**Pointing and labeling entries**
####################

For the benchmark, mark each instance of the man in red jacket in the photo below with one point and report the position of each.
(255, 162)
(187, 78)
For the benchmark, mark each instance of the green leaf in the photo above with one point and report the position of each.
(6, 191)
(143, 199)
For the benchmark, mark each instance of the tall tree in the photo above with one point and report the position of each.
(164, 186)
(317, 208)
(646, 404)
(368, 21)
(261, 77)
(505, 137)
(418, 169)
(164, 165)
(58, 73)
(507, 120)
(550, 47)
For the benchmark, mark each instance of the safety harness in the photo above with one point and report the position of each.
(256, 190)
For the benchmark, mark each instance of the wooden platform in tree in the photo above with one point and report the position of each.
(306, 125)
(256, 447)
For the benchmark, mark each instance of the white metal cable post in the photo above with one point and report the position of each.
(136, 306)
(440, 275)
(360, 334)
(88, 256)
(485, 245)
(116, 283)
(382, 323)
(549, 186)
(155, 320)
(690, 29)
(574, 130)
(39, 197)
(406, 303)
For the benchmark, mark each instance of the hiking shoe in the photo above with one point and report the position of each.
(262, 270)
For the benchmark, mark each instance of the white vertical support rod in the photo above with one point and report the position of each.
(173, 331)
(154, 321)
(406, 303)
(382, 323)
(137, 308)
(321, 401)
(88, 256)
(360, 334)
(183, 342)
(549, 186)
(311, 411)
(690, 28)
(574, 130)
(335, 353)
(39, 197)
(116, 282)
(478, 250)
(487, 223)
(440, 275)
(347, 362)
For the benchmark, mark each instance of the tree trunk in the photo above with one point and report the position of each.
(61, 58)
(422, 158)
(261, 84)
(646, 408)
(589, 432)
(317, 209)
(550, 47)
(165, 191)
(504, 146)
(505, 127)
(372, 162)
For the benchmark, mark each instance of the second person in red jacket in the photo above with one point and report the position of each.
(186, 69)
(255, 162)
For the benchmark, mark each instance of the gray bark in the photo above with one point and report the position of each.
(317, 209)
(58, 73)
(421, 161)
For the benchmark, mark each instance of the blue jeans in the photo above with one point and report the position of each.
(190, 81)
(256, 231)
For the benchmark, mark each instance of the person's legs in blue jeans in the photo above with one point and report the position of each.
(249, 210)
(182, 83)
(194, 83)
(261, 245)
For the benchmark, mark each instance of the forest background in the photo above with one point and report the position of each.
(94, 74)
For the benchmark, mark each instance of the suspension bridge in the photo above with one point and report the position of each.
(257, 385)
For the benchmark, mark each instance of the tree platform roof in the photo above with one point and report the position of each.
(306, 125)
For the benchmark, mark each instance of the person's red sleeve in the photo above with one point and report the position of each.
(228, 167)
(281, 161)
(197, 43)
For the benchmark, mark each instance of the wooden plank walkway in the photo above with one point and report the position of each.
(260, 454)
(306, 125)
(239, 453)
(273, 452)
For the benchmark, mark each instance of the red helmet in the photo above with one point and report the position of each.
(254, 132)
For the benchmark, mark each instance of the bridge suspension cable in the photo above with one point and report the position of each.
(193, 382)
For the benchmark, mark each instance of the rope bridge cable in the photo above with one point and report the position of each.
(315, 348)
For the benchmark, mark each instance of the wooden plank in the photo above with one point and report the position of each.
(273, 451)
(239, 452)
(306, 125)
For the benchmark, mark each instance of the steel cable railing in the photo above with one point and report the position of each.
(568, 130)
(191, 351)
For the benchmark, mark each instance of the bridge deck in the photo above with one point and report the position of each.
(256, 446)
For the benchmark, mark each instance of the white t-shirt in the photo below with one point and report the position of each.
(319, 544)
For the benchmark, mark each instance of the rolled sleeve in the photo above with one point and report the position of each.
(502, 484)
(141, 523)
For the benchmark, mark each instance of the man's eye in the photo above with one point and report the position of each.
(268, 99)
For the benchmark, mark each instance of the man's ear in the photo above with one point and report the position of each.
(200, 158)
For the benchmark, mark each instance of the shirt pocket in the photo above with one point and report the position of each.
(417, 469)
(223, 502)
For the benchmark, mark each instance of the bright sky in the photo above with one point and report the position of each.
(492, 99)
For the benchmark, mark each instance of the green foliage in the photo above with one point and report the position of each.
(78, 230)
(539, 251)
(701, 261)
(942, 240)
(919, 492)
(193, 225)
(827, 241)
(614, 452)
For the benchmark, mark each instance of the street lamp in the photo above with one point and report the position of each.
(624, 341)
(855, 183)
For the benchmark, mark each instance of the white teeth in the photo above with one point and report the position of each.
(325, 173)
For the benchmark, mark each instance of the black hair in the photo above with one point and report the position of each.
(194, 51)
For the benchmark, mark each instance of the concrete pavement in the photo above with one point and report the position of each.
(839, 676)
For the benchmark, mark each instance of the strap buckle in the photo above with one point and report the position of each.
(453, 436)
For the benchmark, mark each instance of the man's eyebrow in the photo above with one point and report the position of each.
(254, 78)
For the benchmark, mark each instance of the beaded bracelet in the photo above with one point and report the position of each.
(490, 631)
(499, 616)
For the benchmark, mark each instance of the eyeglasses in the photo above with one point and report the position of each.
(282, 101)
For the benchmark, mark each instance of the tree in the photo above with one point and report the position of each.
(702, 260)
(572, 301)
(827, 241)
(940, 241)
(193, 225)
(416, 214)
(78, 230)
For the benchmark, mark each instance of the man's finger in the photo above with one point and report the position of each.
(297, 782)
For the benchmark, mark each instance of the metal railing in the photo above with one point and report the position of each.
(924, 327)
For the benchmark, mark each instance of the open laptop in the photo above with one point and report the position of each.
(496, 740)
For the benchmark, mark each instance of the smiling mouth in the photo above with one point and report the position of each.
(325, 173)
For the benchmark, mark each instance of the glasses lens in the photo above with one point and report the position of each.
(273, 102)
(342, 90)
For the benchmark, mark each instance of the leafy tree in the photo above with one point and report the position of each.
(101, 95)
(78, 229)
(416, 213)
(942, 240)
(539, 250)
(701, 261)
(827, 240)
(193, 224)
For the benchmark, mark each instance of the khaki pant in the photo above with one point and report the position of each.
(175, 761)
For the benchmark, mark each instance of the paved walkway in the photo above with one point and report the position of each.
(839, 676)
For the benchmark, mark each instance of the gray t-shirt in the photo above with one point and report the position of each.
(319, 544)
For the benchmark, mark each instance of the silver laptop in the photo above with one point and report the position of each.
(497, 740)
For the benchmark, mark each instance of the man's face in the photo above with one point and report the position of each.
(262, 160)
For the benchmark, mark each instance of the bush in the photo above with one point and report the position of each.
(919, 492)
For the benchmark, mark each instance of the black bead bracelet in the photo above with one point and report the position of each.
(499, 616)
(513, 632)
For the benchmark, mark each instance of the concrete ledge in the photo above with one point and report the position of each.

####################

**Short task**
All of the entries should be written out again exactly.

**Output for this exercise**
For the benchmark, mark each instance of the man in red jacket in the photo below with one point and report the position of each.
(255, 162)
(187, 78)
For the benchmark, mark each instance of the green leaf in the photo above with one point and report the position of each.
(6, 191)
(143, 199)
For the benchmark, mark each instance of the tall tree in the photo above with one point and report the position of each.
(164, 186)
(317, 208)
(646, 404)
(368, 21)
(261, 77)
(505, 137)
(418, 169)
(164, 165)
(58, 73)
(507, 120)
(550, 47)
For the benchmark, mark each instance of the safety harness in the photo above with one point and report the position of each.
(256, 190)
For the benchmark, mark each instance of the wooden platform in tree in the photo above with one point and report the position of each.
(306, 125)
(256, 447)
For the benchmark, mark each instance of the white metal cable post in the photo above with one point and report the position of each.
(136, 306)
(440, 275)
(360, 334)
(88, 256)
(485, 245)
(116, 283)
(382, 323)
(549, 186)
(155, 320)
(690, 29)
(574, 130)
(39, 197)
(406, 303)
For the benchmark, mark each instance of the hiking shoe in the photo above with one point and report the position of each.
(262, 270)
For the benchmark, mark each instance of the white vertical support rod in the photo above with one point and report the position of each.
(173, 331)
(154, 321)
(406, 303)
(382, 323)
(137, 308)
(321, 401)
(88, 256)
(360, 334)
(183, 342)
(549, 186)
(311, 411)
(690, 28)
(574, 130)
(335, 353)
(39, 197)
(116, 282)
(478, 250)
(487, 223)
(440, 275)
(347, 362)
For the benchmark, mark each instance of the tree trunk in the photo above with one point and report the position of each.
(61, 58)
(422, 158)
(261, 84)
(646, 408)
(589, 432)
(317, 209)
(550, 47)
(165, 191)
(504, 146)
(505, 127)
(372, 162)
For the benchmark, mark each instance of the second person in red jacket in the photo above with one point and report the position of each.
(186, 69)
(255, 162)
For the benchmark, mark each instance of the gray bark in the photo above with one point and report the position of each.
(317, 209)
(58, 73)
(421, 161)
For the benchmark, mark each instance of the blue jeans in the photo above with one point and report the position of each.
(190, 81)
(256, 231)
For the benchmark, mark each instance of the person's legs in blue jeans in the photo above with one point and report the position of each.
(249, 210)
(182, 83)
(194, 83)
(261, 245)
For the benchmark, mark each instance of the forest background in the photo above with one point and report the position of each.
(94, 74)
For the benchmark, mark each instance of the suspension bridge in the photo above with one point and report the position of each.
(257, 385)
For the benchmark, mark each instance of the tree platform roof in the photo above with one point and report the position of each.
(306, 125)
For the benchmark, mark each instance of the person's red sleeve in the photo above with one point and report the position of each.
(228, 167)
(281, 161)
(197, 43)
For the benchmark, mark each instance of the wooden plank walkway in the photo above with one point and report the position of each.
(260, 454)
(306, 125)
(239, 453)
(273, 452)
For the benchmark, mark each instance of the red helmet in the photo above with one point and report the position of each.
(254, 132)
For the benchmark, mark each instance of the bridge suspension cable in the photo above with one point and report the position of each.
(193, 382)
For the benchmark, mark each instance of the rope bridge cable in the photo above with one point and report the position of each.
(315, 348)
For the benchmark, mark each instance of the wooden plank in the photo above with one point and report the position of each.
(273, 451)
(239, 452)
(306, 125)
For the benchmark, mark each instance of the steel cable railing in the photo above with one point and report the position of each.
(568, 130)
(191, 351)
For the benchmark, mark each instance of the bridge deck in the photo above with one point and report the position of each.
(256, 446)
For the benchmark, mark each instance of the white t-shirt in the photo below with one point and report the position of each.
(319, 544)
For the benchmark, mark each instance of the rolled sleeve in the photo above with one point and report the position of each.
(502, 484)
(141, 523)
For the benchmark, mark each instance of the man's eye in the photo above with one point and report the position of each.
(268, 99)
For the benchmark, mark each instance of the man's ear in the photo above with one point and report the position of each.
(200, 158)
For the benchmark, mark each instance of the shirt pocket in the photo above with one point and report the position of each.
(417, 469)
(223, 502)
For the benchmark, mark each instance of the bright sky in the photo above with one point and report the position of each.
(492, 99)
For the benchmark, mark each instance of the green foliage in the photo above with one point and report the position of each.
(78, 230)
(539, 251)
(701, 261)
(942, 240)
(919, 492)
(193, 225)
(827, 241)
(614, 452)
For the benchmark, mark each instance of the street lamp in the photo above with one point and report the position of each.
(624, 341)
(855, 183)
For the benchmark, mark each instance of the white teeth in the photo above with one point and report the position of each.
(325, 173)
For the benchmark, mark each instance of the black hair in the photo above with one point and report the position of each.
(194, 51)
For the benchmark, mark each instance of the concrete pavement in the photo above with one point and report the position of each.
(839, 676)
For the benchmark, mark each instance of the strap buckle in the photo above with one point and report the position of each.
(453, 436)
For the benchmark, mark each instance of the man's eyebrow in the photo above with one point and report the position of each.
(254, 78)
For the benchmark, mark each instance of the beaded bracelet in the photo above with one point and report the position of each.
(490, 631)
(499, 616)
For the benchmark, mark each instance of the eyeglasses in the photo above with one point and report the position of each.
(282, 101)
For the benchmark, mark each instance of the tree in the photo above with one point and report the position of each.
(702, 260)
(572, 301)
(827, 241)
(940, 241)
(193, 225)
(416, 214)
(78, 230)
For the benchmark, mark each instance of the man's finger in the photo above with one point and report the position of each.
(297, 782)
For the benchmark, mark each instance of the metal railing in the photo above with one point and report the position of each.
(924, 327)
For the benchmark, mark each instance of the open laptop in the photo above with one point and report the position of each.
(496, 740)
For the benchmark, mark each instance of the smiling mouth in the photo above with one point and report the position of each.
(325, 173)
For the benchmark, mark each instance of the glasses lens in the photo above with one point and report the position of each.
(273, 102)
(342, 90)
For the benchmark, mark each instance of the leafy tree in the photo above with one point and report the position of each.
(101, 95)
(78, 229)
(416, 213)
(942, 240)
(539, 250)
(701, 261)
(827, 240)
(193, 224)
For the benchmark, mark each instance of the khaki pant in the photo above with one point and report the position of each.
(175, 761)
For the benchmark, mark each instance of the paved walkway in the photo above with one point and report the position of each.
(839, 676)
For the benchmark, mark each instance of the gray t-shirt in the photo above with one point and report the position of each.
(319, 544)
For the benchmark, mark each instance of the silver laptop in the photo above with one point and report the position of each.
(497, 740)
For the benchmark, mark each instance of the man's face in the photo above with one point and report the position of each.
(262, 160)
For the benchmark, mark each instance of the bush in the photo above with one point and report the position of each.
(919, 492)
For the benchmark, mark each instance of the black bead bracelet in the photo above with one point and report the position of each.
(499, 616)
(513, 632)
For the benchmark, mark each instance of the concrete ledge in the photo above with one point and report the position of each.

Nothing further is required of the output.